THE REQUEST
Reproduce the whole listing below verbatim, leaving out the pictures.

>> START

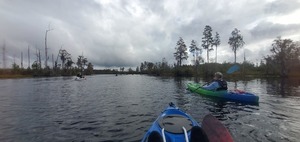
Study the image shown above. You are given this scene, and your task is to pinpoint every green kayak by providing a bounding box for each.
[187,83,259,104]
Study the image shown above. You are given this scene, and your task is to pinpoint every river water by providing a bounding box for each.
[0,75,300,142]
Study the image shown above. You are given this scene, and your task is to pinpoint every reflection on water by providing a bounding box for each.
[0,75,300,142]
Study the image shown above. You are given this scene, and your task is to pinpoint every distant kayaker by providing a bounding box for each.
[202,72,228,91]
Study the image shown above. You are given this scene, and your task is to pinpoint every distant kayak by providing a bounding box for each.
[187,83,259,104]
[142,103,233,142]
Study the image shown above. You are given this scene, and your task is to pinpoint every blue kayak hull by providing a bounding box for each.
[142,105,201,142]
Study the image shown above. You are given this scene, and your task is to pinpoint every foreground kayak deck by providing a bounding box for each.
[187,83,259,104]
[142,103,233,142]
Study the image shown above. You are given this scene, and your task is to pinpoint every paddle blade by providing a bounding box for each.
[202,114,233,142]
[226,65,240,74]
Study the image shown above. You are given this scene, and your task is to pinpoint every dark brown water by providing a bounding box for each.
[0,75,300,142]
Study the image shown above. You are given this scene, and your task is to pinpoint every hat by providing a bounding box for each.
[215,72,223,79]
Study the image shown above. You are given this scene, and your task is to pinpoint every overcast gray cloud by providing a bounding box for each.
[0,0,300,68]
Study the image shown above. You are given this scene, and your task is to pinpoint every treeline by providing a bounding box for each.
[136,25,300,77]
[0,49,93,78]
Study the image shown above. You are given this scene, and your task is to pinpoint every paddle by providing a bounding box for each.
[202,114,233,142]
[192,64,240,92]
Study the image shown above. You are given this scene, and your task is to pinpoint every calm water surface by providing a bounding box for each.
[0,75,300,142]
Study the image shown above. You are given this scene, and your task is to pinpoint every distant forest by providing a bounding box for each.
[0,25,300,78]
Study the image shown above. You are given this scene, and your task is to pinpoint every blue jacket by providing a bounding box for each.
[202,80,227,91]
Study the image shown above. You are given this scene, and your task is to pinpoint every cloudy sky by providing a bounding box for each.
[0,0,300,68]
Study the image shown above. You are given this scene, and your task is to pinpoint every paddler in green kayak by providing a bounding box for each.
[202,72,228,91]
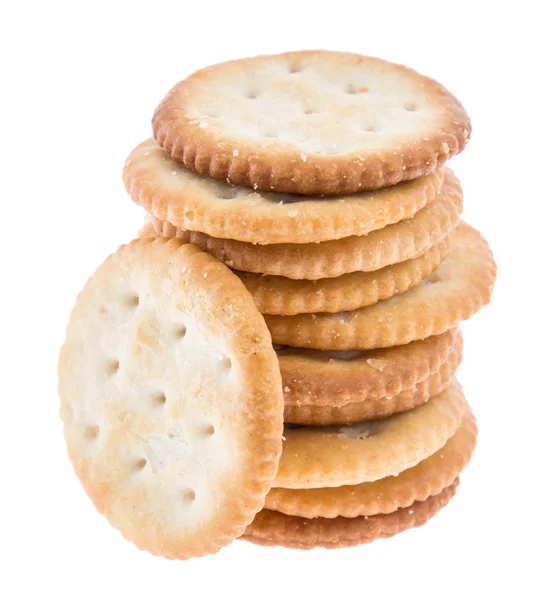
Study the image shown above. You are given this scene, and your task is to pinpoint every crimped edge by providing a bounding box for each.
[241,235,450,316]
[122,140,444,244]
[284,347,462,426]
[146,169,462,280]
[265,411,478,519]
[264,222,497,350]
[242,478,459,550]
[273,379,468,489]
[277,327,463,406]
[152,50,472,195]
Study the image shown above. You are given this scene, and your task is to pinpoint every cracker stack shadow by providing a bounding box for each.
[61,51,496,558]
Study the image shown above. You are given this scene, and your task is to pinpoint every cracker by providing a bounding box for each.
[242,479,458,550]
[144,169,462,279]
[123,139,443,244]
[153,51,471,194]
[276,328,456,406]
[273,381,467,489]
[265,411,478,519]
[265,223,496,350]
[241,236,450,315]
[284,340,462,426]
[59,238,283,559]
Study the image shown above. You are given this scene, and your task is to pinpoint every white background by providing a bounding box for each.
[0,0,557,599]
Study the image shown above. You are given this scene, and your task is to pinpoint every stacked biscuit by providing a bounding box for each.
[59,52,495,556]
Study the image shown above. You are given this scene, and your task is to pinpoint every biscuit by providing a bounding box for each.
[284,348,462,426]
[236,236,450,315]
[242,479,458,550]
[275,328,462,406]
[265,223,496,350]
[265,411,478,519]
[123,139,443,244]
[144,169,462,279]
[273,381,468,489]
[152,51,471,194]
[59,238,283,559]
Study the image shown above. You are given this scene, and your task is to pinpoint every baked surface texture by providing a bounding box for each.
[152,51,471,195]
[265,223,496,350]
[59,238,283,559]
[123,139,443,244]
[146,169,462,279]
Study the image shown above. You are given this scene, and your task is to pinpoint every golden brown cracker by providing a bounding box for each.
[265,223,496,350]
[242,479,458,550]
[147,169,462,279]
[153,51,471,194]
[265,411,478,519]
[284,347,462,426]
[123,139,443,244]
[273,381,467,489]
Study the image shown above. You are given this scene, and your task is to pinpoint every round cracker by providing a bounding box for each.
[153,51,471,194]
[123,139,443,244]
[144,169,462,279]
[273,381,467,489]
[236,235,450,315]
[275,328,462,406]
[59,238,283,559]
[265,223,496,350]
[242,479,458,550]
[265,411,478,519]
[284,347,462,426]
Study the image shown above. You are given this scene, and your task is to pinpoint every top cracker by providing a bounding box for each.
[153,51,471,194]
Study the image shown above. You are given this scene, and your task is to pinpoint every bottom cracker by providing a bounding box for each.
[241,479,459,550]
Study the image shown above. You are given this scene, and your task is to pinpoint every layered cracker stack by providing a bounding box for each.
[59,52,495,557]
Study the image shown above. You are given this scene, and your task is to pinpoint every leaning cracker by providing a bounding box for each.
[146,169,462,279]
[153,51,471,194]
[273,381,467,489]
[59,238,283,559]
[265,223,496,350]
[265,411,478,519]
[123,139,443,244]
[284,348,462,426]
[236,236,450,315]
[242,479,459,550]
[277,328,462,406]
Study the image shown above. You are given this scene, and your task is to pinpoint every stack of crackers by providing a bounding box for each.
[60,51,496,558]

>> END

SOLUTION TO THIS TASK
Study the image shown above. You are given this scene, and your task is to pinpoint every green kayak by providing a bounding box for each.
[187,83,259,104]
Study the image shown above. You are given this scene, and your task is to pinpoint every river water by providing a bounding box for each.
[0,75,300,142]
Study the image shown above. You are given this scene, and your task is to pinpoint every reflection on water by providing a bounding box for each.
[0,75,300,142]
Study the image shown above. You are given this scene, and your task is to pinpoint every distant kayaker by providing a bounding box for each.
[202,72,228,91]
Study the image shown above. You are given this scene, and your task is to pinpoint every distant kayak by providing a bounding box for each.
[187,83,259,104]
[142,103,233,142]
Study the image shown above. You are given this scene, and your task is to pinpoint every blue kayak hull by providing a bounding box for each.
[142,105,201,142]
Study the image shown above. You are given this scene, and your task is to pinpoint every foreground kayak deck by providing a bounding box for each.
[187,83,259,104]
[142,103,233,142]
Study the image shown above. You are given this scene, and your task is to pinpoint every paddle blade by providing a bounding box for each.
[202,114,233,142]
[226,65,240,74]
Study the image shown above. You are given this scene, and your task is to pinpoint every dark brown water by providing a bounding box for each.
[0,75,300,142]
Study the image shown above. You are given this scene, and your task is to pinpoint every hat by providing a bounding box for each.
[215,72,223,79]
Study the image shown above. You are given this scene, and your task is to pinpoint every overcast gray cloud by providing a bounding box for each.
[0,0,300,68]
Study the image shown above. You are given this scene, and your task is to pinpoint every treeline by providing a bounding box for each.
[136,25,300,77]
[0,49,93,78]
Study the image shown above. You are given this scene, and your task is to pinpoint every paddle by providing a bounding box for each.
[202,114,233,142]
[192,64,240,92]
Study the image shown above. You are given this scene, and your task is to pinpoint every calm water surface by providing a bounding box for each.
[0,75,300,142]
Study the image shown above. You are given this scene, and your task is to pinpoint every distant forest by providing a bounding box for each.
[0,25,300,78]
Study the image shown above. You are given this scene, and your task is to pinpoint every blue jacket by providing a bounding box for each.
[202,80,227,91]
Study the image shown above. You are given this scene, and your task is to pinpoint every cloudy sky by providing a bounding box for each.
[0,0,300,68]
Study the image shown above. You are given this scene, and your task is to pinpoint every paddler in green kayak by providing a bounding box for each.
[202,72,228,91]
Study the image shown above. You are given this scene, and your task is to pinpoint every crimped edge by providing a bounding box for each.
[241,235,450,316]
[122,140,444,244]
[284,347,462,426]
[146,169,462,280]
[265,411,478,519]
[264,222,497,350]
[242,478,459,550]
[273,379,468,489]
[277,327,463,406]
[152,50,472,195]
Study the image shown above. You are given this scene, and your task is to pinpoint every cracker stack shadow by providing a bounding box for each.
[61,51,496,558]
Study the image shown above. You are given this scene, and your task is to pinpoint every cracker by providing a bounding box for each.
[242,479,458,550]
[144,169,462,279]
[123,139,443,244]
[153,51,471,194]
[276,328,456,406]
[273,381,467,489]
[265,411,478,519]
[265,223,496,350]
[241,236,450,315]
[284,340,462,426]
[59,238,283,559]
Study the image shown above. You are given this scene, and your task is to pinpoint every white background by providing a bounding box for each.
[0,0,557,599]
Study the image shown above. You are given this scene, and your task is to pinpoint every stacked biscuit by providing a bounding box for each.
[59,52,495,556]
Study the image shown above. You are given this scene, and your task is to pinpoint every biscuit by providing a bounding box for each.
[284,348,462,426]
[236,236,450,315]
[242,479,458,550]
[275,328,462,406]
[265,223,496,350]
[265,411,478,519]
[123,139,443,244]
[144,169,462,279]
[273,381,468,489]
[152,51,471,194]
[59,238,283,559]
Study the image shown above. You are given this scene, and your task is to pinpoint every baked surface texture by providing a bounding box for each.
[152,51,471,195]
[265,223,496,350]
[59,238,283,559]
[123,139,443,244]
[146,169,462,279]
Study the image shown above. You are given this scene, and your task is to pinpoint every golden brown cracker by providing a bounding box for each.
[265,223,496,350]
[242,479,458,550]
[147,169,462,279]
[153,51,471,194]
[265,411,478,519]
[284,347,462,426]
[123,139,443,244]
[273,381,467,489]
Study the image shown above. You are given this scene, and your task is to pinpoint every round cracker by providing a bounding box for each.
[153,51,471,194]
[123,139,443,244]
[144,169,462,279]
[273,381,467,489]
[236,235,450,315]
[275,328,462,406]
[59,238,283,559]
[265,223,496,350]
[242,479,458,550]
[265,411,478,519]
[284,347,462,426]
Study the image shown above. You are given this scene, and your task is to pinpoint every top cracker by providing a bounding box for each.
[153,51,471,194]
Study the image shown above. You are given this scene, and your task is to pinpoint every bottom cracker by providing a bounding box for each.
[241,479,459,550]
Study the image shown above. You are given this scene, and your task is to pinpoint every layered cracker stack by providing a bounding box for each.
[59,52,495,557]
Study the image shown above. You are given this scene, and your task is to pinpoint every leaning cracker by providing a bounding box for each.
[146,169,462,279]
[153,51,471,194]
[273,381,467,489]
[59,238,283,559]
[265,223,496,350]
[265,411,478,519]
[123,139,443,244]
[284,348,462,426]
[236,236,450,315]
[242,479,459,550]
[277,328,462,406]
Study the image shown above. You are given this scene, and your task is to pinpoint every stack of crackers by providing a bounding box for each.
[60,51,496,558]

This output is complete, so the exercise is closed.